═══ Text

# Hardware-Based Activities

Below you will find an extensive list of hardware-based activities that instructors and individuals can employ to learn the concepts behind the modeling, controller design, and controller implementation for dynamic systems. The activities as outlined employ an Arduino board (Uno, Mega 2560, etc.) interfaced with a host computer running MATLAB/Simulink, though the essence of the various activities can be achieved with alternative hardware and software platforms.

Most of the activities employ the **ArduinoIO** package, though you can also use the standard **Arduino Hardware Support Package**. Both packages are freely available with the standard MATLAB/Simulink license. Details on these packages and their installation
can be found by following the link below.

- ArduinoIO Package Installation and Introduction

## Contents

## RC Circuit

**Overview:** These activities employ a simple electrical circuit consisting of only a resistor and a capacitor. This type of circuit is
a simple, but important, example of a dynamic system. The activities explore the modeling, analysis, and control of the circuit.
The Arduino board is employed for generating the input to the circuit (via a digital output) and for reading the output of
the circuit (via an analog input). The Arduino board also communicates the recorded data to Simulink for visualization and
analysis.

══════

▸ Job
Rewrite the hardware activities text from the words "# Hardware-Based Activities" through "and software platforms.", changing "instructors" to "teachers". The records come from a separate source.

═══ Data rows

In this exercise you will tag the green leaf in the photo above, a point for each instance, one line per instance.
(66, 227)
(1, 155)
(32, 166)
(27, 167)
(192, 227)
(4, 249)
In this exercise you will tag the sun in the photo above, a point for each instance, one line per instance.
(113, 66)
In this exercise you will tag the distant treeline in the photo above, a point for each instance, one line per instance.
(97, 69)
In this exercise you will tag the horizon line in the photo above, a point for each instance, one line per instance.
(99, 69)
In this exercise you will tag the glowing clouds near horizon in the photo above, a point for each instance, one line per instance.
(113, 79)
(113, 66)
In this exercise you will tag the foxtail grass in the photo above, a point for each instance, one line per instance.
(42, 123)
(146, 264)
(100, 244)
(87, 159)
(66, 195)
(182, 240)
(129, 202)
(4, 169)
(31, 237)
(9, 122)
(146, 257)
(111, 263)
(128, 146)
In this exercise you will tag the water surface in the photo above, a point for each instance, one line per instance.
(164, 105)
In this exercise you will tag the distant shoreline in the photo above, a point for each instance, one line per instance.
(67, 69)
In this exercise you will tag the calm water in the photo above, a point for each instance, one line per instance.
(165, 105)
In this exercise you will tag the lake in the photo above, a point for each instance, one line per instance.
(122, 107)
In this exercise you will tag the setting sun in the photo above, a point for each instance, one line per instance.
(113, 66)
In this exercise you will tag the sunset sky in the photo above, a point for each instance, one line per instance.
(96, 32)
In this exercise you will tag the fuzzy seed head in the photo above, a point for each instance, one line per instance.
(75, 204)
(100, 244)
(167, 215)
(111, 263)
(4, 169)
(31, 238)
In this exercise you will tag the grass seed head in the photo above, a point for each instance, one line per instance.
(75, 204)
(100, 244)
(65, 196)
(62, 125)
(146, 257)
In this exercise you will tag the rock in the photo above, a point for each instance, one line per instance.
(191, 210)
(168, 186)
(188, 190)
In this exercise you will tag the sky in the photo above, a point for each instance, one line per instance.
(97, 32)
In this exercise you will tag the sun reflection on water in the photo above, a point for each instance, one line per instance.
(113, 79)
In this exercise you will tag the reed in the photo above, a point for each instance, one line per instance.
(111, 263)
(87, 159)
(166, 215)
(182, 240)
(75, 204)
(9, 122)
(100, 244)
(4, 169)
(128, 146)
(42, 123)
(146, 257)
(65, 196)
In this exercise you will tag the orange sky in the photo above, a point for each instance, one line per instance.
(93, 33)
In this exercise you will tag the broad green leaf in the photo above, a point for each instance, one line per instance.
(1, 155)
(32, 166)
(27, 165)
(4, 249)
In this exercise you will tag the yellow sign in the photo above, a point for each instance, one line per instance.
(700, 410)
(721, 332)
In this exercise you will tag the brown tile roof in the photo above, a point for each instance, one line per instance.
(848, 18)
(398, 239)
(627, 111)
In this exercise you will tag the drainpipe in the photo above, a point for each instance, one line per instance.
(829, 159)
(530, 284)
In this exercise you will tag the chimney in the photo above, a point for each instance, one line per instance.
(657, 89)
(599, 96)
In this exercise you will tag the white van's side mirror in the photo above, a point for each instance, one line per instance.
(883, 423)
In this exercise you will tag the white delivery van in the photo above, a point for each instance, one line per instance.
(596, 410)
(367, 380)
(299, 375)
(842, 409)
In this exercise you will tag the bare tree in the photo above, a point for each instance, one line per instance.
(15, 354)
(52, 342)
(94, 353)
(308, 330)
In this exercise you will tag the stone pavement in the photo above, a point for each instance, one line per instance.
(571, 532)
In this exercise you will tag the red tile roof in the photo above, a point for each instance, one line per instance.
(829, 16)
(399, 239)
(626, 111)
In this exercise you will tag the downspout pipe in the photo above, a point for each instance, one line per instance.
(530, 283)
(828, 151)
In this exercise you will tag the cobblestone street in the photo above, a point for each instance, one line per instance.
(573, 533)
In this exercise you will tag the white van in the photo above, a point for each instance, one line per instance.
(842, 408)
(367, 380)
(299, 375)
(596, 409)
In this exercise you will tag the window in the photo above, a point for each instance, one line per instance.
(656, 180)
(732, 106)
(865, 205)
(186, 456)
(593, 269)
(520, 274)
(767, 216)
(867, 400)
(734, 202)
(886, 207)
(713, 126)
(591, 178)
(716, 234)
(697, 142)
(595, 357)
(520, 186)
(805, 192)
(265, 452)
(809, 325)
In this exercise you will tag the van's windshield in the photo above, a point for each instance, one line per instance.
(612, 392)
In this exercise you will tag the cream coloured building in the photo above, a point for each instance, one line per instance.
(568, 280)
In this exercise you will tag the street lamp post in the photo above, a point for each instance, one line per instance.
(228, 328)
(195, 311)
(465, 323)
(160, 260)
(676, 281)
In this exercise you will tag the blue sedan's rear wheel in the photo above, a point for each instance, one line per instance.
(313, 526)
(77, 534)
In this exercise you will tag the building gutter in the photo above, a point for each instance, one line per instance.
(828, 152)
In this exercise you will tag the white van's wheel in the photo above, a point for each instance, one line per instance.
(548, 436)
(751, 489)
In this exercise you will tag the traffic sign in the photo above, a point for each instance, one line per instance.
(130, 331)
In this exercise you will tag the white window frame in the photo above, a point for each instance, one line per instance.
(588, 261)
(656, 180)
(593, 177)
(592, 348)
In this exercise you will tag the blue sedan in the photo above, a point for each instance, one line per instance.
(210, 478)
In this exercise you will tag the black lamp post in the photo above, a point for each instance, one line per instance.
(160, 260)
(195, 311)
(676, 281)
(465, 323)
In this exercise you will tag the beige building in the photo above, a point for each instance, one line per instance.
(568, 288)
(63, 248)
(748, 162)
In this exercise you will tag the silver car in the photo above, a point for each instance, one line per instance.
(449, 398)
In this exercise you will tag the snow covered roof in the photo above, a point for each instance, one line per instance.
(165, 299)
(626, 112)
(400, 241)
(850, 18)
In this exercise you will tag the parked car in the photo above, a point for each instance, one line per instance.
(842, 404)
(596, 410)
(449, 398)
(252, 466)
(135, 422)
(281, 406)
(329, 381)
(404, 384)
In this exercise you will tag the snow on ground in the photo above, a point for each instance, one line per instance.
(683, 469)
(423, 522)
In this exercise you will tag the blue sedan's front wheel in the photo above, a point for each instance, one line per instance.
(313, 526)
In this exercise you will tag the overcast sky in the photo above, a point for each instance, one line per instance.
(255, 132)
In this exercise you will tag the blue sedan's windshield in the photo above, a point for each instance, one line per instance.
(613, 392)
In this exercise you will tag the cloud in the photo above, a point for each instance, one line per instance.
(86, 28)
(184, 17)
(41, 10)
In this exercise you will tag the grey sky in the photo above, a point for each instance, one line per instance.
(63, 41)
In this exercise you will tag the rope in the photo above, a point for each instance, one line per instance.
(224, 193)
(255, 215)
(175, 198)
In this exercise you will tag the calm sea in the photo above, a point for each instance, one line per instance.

══════

▸ Output
# Hardware-Based Activities

Below you will find an extensive list of hardware-based activities that teachers and individuals can employ to learn the concepts behind the modeling, controller design, and controller implementation for dynamic systems. The activities as outlined employ an Arduino board (Uno, Mega 2560, etc.) interfaced with a host computer running MATLAB/Simulink, though the essence of the various activities can be achieved with alternative hardware and software platforms.